■ Text
=====

Northern Ireland’s access to single market may be ‘jeopardised’, says Taoiseach

Dublin and Brussels concerned about a possible British move to trigger Article 16

Taoiseach Micheál Martin has warned that Northern Ireland's access to the single market could be "jeopardised" if Article 16 of the Northern Ireland protocol is triggered.

He was speaking in the Dáil on Wednesday afternoon amid fears in Dublin and Brussels of an imminent British move to suspend parts of the agreement.

However, Mr Martin cautioned against an assumption that the British government would move to invoke the article.

Addressing a meeting of the Fianna Fáil parliamentary party on Wednesday evening, Mr Martin said the situation was “volatile” but suggested the British side could be “dialling down” its warnings.

He said the EU was “in solution mode” and has made a “strong response” and that talks are expected to take another two to three weeks.

Mr Martin told the Dáil “I think that’s important that we don’t talk about the self-fulfilling prophecy... My views are very strong and I don’t think there’s a need to trigger Article 16. I believe it would be wrong to do so.”

The Taoiseach said access to the single market was important to people and businesses in the North but he warned that any triggering of Article 16 “would ultimately jeopardise in the short-term that access”.

He told TDs during Taoiseach’s questions that “what’s important now is that we double down on dialogue and engagement. And that’s what is happening.”

Mr Martin reiterated his view last week that it would be “reckless and irresponsible” for the British government to trigger Article 16.

He said European Commissioner Marius Sefcovic had come forward with a package of proposals that were quite far reaching and a “very comprehensive seat of measures” which formed the basis for further set of negotiations with the UK government.

But it was “very regrettable that in advance of the publication of the measures Lord Frost announced the issue around the ECJ (European Court of Justice)”.

“We formed a view that it was maybe an effort to almost torpedo the Sefcovic package before it was published. But I don’t think it had that impact in any event”.

The package was “strong and substantive”, dealing with all the legitimate issues that people raised.

Separately, Tánaiste Leo Varadkar has warned British prime minister Boris Johnson,the UK will not end up with a better deal if it triggers article 16 of the Northern Ireland protocol.

“The message I’d send to Boris Johnson is that we have an agreement in relation to Northern Ireland, we have an agreement in relation to trade with the European Union – don’t jeopardise it,” Mr Varadkar said in Dublin on Wednesday morning.

“You were part of negotiating it, you own it, it was hard won, it’s a mistake to think that by escalating tensions or by trying to withdraw from any part of it, that you’ll end up with a better deal: you won’t.”


Mr Varadkar's comments come amid growing tension between the UK and European Union over London's stated intention to trigger the break clause in the protocol unless the EU concedes further on key issues. He said the EU could retaliate against the UK, potentially endangering the entire trade deal and revising the prospect of a no-deal Brexit.

=====

■ Raw records
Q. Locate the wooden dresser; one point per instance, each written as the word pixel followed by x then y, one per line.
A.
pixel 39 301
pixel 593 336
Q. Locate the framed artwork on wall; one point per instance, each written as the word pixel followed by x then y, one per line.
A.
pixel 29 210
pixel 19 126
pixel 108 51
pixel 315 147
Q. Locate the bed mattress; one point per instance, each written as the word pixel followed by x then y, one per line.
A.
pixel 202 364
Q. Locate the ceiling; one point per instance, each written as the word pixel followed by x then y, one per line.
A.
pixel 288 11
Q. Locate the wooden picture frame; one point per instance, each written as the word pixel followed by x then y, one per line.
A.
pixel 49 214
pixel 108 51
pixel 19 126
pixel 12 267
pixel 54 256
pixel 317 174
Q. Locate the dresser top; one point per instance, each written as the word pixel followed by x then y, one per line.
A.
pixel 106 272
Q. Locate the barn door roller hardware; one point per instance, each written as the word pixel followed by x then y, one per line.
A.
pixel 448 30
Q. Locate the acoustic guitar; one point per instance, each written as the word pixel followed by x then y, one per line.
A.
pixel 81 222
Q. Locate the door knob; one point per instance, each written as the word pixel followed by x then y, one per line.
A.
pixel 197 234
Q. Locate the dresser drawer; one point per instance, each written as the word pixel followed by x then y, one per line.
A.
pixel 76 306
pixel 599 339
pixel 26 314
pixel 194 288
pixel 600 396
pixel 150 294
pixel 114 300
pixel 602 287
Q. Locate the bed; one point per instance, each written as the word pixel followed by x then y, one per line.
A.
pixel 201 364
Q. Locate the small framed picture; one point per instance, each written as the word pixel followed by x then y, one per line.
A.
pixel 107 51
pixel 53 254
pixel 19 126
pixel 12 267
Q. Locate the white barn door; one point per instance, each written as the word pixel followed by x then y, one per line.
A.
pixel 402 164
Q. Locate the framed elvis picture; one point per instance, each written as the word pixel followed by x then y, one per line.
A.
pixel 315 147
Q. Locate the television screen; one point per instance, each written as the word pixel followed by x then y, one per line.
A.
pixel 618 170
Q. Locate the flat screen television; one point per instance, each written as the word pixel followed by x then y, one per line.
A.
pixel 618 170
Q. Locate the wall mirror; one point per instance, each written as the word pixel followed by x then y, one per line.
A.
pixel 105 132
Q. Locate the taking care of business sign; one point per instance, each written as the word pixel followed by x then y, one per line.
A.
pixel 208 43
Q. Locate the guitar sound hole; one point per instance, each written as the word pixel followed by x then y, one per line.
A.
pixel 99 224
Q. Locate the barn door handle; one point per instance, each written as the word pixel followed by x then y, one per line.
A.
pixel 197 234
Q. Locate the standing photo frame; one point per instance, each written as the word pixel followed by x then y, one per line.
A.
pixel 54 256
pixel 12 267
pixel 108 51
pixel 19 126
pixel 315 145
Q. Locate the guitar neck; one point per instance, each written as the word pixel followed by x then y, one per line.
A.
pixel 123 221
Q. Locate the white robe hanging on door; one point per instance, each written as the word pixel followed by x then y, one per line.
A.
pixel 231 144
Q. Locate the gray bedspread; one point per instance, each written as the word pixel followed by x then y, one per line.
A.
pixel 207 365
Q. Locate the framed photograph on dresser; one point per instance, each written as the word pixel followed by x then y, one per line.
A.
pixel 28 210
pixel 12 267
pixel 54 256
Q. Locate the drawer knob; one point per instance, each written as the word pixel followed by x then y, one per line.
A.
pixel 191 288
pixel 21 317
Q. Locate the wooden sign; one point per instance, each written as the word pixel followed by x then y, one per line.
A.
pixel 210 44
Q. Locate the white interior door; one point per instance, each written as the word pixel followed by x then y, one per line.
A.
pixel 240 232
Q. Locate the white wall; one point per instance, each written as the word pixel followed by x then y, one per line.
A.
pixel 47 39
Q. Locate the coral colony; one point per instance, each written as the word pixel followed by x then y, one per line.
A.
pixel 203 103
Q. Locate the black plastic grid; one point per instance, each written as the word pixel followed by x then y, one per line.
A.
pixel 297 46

=====

■ Set exercise A
Name every person the article mentions by name.
■ Set exercise B
Rewrite the article from "Dublin and Brussels concerned" to "to three weeks.", changing "Wednesday" to "Thursday".
The items have no connection to the article.

■ Exercise answer A
Micheál Martin, Marius Sefcovic, Lord Frost, Leo Varadkar, Boris Johnson

■ Exercise answer B
Dublin and Brussels concerned about a possible British move to trigger Article 16

Taoiseach Micheál Martin has warned that Northern Ireland's access to the single market could be "jeopardised" if Article 16 of the Northern Ireland protocol is triggered.

He was speaking in the Dáil on Thursday afternoon amid fears in Dublin and Brussels of an imminent British move to suspend parts of the agreement.

However, Mr Martin cautioned against an assumption that the British government would move to invoke the article.

Addressing a meeting of the Fianna Fáil parliamentary party on Thursday evening, Mr Martin said the situation was “volatile” but suggested the British side could be “dialling down” its warnings.

He said the EU was “in solution mode” and has made a “strong response” and that talks are expected to take another two to three weeks.